Start DATA EXTRACT
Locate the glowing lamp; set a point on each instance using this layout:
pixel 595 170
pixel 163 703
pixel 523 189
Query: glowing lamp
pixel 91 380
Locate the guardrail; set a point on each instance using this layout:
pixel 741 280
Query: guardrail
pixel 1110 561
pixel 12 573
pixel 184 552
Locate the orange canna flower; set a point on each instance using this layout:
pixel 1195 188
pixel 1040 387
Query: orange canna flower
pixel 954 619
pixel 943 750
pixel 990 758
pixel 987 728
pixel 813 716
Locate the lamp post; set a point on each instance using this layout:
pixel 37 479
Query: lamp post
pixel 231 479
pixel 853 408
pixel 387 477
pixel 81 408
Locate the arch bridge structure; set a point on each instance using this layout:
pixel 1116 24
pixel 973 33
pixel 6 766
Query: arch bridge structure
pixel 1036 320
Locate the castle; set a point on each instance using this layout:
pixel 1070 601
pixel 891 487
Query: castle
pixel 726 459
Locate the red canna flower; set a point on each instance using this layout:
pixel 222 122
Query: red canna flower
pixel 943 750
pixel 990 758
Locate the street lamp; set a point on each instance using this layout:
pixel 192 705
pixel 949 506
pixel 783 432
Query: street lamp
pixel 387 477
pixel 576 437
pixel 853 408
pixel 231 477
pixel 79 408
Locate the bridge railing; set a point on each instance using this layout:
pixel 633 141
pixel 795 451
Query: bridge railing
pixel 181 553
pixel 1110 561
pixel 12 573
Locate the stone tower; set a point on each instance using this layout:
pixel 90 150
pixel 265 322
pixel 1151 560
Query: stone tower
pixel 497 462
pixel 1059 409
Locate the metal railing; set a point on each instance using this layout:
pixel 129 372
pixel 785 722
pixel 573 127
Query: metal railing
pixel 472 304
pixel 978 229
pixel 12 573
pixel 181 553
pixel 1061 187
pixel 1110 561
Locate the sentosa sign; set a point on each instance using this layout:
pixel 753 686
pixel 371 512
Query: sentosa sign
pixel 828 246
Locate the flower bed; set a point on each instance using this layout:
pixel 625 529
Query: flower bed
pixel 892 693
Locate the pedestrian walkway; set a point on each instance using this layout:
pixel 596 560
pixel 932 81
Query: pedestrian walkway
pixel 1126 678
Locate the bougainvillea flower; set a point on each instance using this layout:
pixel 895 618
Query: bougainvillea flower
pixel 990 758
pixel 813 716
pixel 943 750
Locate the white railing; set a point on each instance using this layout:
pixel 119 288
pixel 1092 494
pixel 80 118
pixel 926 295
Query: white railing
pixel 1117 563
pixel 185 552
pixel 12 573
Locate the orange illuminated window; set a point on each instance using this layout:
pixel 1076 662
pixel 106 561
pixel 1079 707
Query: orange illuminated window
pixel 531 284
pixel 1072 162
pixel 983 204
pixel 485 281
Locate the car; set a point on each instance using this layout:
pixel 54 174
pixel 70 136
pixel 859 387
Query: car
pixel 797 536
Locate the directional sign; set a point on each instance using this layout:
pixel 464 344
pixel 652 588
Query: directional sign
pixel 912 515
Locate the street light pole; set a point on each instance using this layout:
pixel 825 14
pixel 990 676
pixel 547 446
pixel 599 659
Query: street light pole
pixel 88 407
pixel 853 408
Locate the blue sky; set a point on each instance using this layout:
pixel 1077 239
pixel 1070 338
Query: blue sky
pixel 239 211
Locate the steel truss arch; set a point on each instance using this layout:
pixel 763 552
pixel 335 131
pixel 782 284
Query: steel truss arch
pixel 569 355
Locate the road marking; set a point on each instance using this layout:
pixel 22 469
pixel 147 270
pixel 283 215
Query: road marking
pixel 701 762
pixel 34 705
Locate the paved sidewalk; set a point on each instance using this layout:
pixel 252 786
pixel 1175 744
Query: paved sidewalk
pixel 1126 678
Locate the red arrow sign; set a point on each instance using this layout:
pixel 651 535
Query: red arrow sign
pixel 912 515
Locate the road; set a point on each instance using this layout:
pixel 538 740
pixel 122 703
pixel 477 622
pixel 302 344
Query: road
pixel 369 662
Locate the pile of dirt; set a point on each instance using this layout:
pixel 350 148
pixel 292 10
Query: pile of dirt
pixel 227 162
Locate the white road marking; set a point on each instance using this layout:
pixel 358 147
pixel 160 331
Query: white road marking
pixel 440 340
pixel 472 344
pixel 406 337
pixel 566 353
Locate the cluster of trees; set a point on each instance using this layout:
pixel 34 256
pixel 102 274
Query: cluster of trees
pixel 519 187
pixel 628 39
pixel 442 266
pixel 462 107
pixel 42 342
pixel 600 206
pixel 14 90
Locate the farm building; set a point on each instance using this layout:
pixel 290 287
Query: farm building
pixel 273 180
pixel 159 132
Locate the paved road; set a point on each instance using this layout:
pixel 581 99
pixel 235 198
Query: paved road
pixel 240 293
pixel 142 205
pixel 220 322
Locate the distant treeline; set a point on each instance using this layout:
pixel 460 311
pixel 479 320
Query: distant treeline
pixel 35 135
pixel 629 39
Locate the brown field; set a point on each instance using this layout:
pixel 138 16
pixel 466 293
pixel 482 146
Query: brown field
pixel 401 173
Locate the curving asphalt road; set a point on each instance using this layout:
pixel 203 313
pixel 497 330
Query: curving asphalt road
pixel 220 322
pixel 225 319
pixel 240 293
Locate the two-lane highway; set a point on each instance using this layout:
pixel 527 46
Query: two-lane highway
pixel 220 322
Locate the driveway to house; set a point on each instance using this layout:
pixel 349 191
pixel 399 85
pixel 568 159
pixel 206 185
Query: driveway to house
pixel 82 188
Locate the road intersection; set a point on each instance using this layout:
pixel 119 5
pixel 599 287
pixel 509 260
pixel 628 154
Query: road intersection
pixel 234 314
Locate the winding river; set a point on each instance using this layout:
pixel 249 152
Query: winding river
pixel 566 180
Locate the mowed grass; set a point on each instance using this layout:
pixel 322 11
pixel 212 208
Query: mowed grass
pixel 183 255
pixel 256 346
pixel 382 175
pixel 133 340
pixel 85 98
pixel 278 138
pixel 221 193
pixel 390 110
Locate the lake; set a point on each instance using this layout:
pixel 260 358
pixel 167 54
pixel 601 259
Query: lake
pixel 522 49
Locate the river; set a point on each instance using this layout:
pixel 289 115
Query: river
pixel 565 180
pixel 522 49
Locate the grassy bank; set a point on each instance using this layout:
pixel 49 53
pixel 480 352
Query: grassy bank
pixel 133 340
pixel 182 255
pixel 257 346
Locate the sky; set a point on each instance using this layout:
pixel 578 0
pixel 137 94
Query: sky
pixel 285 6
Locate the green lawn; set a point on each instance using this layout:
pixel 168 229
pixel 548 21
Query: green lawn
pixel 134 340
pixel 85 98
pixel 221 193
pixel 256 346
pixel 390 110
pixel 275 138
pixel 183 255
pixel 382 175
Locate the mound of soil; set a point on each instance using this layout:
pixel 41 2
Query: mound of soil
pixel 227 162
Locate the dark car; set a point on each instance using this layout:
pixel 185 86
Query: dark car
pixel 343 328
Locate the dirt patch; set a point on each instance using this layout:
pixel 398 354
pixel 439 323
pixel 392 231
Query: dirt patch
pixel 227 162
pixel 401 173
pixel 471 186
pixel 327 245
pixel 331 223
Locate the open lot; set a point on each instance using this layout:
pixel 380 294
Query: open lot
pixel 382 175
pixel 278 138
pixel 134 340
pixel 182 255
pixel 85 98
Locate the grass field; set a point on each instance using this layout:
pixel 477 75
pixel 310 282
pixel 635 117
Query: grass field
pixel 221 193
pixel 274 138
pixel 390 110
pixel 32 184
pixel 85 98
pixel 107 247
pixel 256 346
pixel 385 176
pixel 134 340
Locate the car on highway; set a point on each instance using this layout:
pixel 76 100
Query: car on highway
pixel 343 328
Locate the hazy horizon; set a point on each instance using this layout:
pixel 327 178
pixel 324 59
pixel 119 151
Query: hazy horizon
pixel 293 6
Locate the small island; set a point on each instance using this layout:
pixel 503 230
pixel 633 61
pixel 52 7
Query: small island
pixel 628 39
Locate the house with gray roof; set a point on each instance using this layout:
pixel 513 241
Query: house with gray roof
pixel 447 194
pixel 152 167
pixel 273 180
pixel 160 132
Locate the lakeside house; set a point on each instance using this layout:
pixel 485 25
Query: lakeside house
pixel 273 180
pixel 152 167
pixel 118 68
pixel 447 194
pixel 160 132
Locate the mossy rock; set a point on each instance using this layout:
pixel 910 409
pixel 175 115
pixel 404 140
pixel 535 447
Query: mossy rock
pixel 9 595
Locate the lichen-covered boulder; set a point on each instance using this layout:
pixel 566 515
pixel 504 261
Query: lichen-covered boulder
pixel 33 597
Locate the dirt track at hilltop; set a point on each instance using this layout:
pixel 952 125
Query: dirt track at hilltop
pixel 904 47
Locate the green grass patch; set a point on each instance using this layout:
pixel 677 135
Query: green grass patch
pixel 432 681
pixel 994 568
End DATA EXTRACT
TASK TO COMPLETE:
Rewrite the lines from the one containing "Locate the blue" through the one containing "pixel 566 353", changing every "road marking" to "lane marking" and leaving everything else as it is.

RESULT:
Locate the blue sky; set a point on each instance using this layout:
pixel 1077 239
pixel 1070 338
Query: blue sky
pixel 239 211
Locate the steel truss arch; set a point on each instance using this layout:
pixel 763 552
pixel 335 131
pixel 782 284
Query: steel truss arch
pixel 569 355
Locate the lane marking; set a point on each instance using this layout:
pixel 22 469
pixel 147 270
pixel 283 215
Query: lane marking
pixel 701 762
pixel 34 705
Locate the paved sidewalk; set a point on each instance using this layout:
pixel 252 786
pixel 1175 744
Query: paved sidewalk
pixel 1126 678
Locate the red arrow sign; set a point on each instance using this layout:
pixel 651 535
Query: red arrow sign
pixel 912 515
Locate the road; set a point on each instance using this layout:
pixel 538 740
pixel 122 703
pixel 477 622
pixel 302 344
Query: road
pixel 369 662
Locate the pile of dirt; set a point on each instance using this layout:
pixel 350 148
pixel 292 10
Query: pile of dirt
pixel 227 162
Locate the white lane marking; set a point on each instance using this layout:
pixel 358 147
pixel 160 331
Query: white lane marking
pixel 440 340
pixel 472 344
pixel 406 337
pixel 566 353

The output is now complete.